»»
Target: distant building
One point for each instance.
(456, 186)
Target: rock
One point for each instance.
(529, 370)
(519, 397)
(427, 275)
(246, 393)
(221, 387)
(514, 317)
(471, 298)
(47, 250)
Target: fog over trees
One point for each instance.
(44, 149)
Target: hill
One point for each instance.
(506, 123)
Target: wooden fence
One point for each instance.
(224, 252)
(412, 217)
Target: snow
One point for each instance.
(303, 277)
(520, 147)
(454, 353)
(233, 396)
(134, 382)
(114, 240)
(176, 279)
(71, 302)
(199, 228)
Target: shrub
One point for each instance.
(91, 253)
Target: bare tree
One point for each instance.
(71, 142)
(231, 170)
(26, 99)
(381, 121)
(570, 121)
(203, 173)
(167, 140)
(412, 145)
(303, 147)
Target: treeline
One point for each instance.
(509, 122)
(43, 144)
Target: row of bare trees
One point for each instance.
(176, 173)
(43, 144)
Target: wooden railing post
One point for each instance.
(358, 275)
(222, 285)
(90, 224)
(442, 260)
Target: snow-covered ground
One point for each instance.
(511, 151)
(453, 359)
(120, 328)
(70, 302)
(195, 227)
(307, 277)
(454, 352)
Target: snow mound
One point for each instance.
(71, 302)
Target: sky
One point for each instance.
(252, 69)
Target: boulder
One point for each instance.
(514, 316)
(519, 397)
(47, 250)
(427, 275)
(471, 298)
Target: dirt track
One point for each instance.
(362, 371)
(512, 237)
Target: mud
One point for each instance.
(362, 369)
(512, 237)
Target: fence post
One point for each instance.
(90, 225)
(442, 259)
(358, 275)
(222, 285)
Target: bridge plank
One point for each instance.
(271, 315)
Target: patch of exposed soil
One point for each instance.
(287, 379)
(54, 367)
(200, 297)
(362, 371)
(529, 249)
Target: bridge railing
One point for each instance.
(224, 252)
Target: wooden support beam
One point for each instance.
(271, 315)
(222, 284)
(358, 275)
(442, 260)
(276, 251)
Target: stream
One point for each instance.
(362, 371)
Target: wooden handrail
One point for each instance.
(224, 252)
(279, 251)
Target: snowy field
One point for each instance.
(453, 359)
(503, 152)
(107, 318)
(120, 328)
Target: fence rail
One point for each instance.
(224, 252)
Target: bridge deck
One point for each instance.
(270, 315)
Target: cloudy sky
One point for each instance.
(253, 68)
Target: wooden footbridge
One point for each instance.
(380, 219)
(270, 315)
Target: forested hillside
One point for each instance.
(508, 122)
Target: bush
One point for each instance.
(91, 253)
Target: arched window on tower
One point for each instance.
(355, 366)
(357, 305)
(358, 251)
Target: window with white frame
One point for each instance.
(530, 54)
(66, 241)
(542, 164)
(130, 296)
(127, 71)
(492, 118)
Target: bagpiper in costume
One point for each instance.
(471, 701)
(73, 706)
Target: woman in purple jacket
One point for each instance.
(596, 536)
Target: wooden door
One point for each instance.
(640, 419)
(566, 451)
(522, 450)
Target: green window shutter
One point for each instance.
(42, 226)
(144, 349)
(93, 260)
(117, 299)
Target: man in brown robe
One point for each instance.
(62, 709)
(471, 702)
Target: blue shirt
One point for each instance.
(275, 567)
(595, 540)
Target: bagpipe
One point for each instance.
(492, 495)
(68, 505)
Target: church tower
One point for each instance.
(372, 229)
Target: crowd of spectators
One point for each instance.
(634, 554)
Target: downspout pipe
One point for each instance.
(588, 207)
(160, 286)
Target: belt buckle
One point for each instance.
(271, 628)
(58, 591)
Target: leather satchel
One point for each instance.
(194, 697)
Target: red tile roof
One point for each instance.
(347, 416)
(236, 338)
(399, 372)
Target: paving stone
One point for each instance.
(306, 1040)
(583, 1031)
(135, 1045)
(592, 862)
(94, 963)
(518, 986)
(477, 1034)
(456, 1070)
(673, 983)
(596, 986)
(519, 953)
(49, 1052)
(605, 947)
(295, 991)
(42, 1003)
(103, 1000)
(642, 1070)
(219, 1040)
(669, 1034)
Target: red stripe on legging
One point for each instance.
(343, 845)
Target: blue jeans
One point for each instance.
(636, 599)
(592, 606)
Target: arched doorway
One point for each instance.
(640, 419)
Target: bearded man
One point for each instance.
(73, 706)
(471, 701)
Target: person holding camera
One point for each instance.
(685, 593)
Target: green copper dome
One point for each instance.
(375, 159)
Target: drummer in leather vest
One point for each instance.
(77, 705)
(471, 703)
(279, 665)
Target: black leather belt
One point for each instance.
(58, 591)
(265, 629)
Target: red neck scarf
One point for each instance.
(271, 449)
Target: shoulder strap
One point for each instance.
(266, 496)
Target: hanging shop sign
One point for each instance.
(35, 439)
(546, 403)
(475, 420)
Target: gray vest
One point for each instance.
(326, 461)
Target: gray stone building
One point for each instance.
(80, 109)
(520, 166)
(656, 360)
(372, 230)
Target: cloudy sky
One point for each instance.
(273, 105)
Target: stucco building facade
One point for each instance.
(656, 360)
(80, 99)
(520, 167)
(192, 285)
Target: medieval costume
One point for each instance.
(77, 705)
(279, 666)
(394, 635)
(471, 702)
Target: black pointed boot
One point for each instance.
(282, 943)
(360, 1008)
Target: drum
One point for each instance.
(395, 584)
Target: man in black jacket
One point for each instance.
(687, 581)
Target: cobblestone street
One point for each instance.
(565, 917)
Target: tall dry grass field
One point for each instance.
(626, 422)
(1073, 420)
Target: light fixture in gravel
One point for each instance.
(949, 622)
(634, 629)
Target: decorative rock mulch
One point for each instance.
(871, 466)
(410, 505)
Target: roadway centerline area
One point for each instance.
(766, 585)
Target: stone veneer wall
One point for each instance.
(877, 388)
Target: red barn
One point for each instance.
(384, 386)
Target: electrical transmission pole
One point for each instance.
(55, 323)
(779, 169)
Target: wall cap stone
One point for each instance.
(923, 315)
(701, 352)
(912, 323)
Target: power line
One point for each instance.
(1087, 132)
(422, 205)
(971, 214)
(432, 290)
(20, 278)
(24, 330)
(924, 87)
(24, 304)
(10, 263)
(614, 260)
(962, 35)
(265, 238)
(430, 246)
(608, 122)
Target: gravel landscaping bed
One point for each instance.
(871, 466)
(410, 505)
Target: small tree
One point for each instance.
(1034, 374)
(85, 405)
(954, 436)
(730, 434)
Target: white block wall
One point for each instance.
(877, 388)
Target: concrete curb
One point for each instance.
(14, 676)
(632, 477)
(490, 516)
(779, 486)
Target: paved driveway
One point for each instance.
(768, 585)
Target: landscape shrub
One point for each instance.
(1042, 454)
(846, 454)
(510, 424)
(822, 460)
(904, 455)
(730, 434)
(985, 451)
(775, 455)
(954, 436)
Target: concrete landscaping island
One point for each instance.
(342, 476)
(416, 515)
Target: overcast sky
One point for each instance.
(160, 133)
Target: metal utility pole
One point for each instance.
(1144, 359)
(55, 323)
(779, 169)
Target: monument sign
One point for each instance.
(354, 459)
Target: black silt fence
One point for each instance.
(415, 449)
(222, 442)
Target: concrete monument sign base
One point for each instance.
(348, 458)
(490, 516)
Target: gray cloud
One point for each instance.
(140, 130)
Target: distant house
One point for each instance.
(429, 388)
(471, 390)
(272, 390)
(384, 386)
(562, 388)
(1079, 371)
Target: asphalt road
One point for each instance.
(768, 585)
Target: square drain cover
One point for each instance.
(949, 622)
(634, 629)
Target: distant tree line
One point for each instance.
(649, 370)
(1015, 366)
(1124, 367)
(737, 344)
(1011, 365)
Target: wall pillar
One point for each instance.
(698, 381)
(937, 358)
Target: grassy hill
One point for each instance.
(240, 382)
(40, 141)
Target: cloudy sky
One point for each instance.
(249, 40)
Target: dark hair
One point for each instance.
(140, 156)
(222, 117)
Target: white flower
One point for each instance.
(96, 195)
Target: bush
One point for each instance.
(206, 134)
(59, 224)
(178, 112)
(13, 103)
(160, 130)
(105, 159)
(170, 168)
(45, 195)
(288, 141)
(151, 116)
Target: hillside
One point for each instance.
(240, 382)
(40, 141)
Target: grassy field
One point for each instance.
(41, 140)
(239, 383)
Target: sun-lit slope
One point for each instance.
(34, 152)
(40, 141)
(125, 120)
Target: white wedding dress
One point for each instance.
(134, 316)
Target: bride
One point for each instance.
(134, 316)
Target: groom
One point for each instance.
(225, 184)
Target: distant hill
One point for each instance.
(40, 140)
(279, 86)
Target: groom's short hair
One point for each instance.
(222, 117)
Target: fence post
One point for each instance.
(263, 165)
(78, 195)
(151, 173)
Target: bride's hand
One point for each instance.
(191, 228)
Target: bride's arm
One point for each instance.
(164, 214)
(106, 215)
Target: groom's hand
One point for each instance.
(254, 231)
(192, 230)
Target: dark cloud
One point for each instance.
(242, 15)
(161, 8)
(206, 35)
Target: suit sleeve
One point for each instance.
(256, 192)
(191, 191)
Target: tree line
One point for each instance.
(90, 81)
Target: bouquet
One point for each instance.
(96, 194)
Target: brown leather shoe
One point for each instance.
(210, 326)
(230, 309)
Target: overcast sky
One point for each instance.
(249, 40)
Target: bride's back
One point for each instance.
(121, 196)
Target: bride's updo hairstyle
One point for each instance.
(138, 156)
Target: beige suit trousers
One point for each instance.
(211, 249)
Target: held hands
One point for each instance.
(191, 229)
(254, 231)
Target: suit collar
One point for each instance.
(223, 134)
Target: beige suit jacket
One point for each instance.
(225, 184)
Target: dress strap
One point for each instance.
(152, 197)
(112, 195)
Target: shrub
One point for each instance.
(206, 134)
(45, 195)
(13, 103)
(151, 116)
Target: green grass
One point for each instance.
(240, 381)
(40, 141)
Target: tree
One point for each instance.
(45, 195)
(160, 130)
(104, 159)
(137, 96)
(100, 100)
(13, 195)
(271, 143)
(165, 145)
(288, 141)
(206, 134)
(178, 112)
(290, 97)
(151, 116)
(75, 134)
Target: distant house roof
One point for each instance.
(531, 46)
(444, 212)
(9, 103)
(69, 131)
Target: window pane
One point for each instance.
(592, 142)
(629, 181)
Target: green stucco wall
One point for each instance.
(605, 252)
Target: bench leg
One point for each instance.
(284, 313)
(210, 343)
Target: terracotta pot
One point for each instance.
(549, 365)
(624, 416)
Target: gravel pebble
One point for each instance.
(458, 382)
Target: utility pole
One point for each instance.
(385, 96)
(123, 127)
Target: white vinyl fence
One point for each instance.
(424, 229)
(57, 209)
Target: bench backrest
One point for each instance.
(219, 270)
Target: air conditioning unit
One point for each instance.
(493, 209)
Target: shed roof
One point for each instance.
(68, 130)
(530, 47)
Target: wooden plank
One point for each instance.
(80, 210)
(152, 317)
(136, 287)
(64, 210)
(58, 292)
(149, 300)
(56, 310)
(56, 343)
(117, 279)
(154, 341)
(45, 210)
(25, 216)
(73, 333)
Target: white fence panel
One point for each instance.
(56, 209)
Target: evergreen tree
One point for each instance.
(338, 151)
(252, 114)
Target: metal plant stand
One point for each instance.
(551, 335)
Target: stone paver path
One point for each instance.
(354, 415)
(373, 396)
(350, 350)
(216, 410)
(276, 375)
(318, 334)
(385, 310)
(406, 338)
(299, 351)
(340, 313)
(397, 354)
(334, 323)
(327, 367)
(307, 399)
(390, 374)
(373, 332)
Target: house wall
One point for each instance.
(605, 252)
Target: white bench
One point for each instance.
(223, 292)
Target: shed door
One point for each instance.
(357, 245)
««
EXERCISE INSTRUCTIONS:
Repeat only the stretch of lines starting at the one containing "Target: white fence panel" and running to the final line of the entries above.

EXERCISE RESPONSE:
Target: white fence panel
One point for each instance.
(56, 209)
Target: evergreen tree
One point for each instance.
(338, 151)
(252, 114)
Target: metal plant stand
One point for each instance.
(551, 335)
Target: stone paver path
One point for each instance.
(354, 415)
(373, 396)
(350, 350)
(216, 410)
(276, 375)
(318, 334)
(385, 310)
(406, 338)
(299, 351)
(340, 313)
(397, 354)
(334, 323)
(327, 367)
(307, 399)
(390, 374)
(373, 332)
Target: house wall
One point for each instance.
(605, 252)
Target: white bench
One point for each instance.
(223, 292)
Target: shed door
One point for each instance.
(357, 245)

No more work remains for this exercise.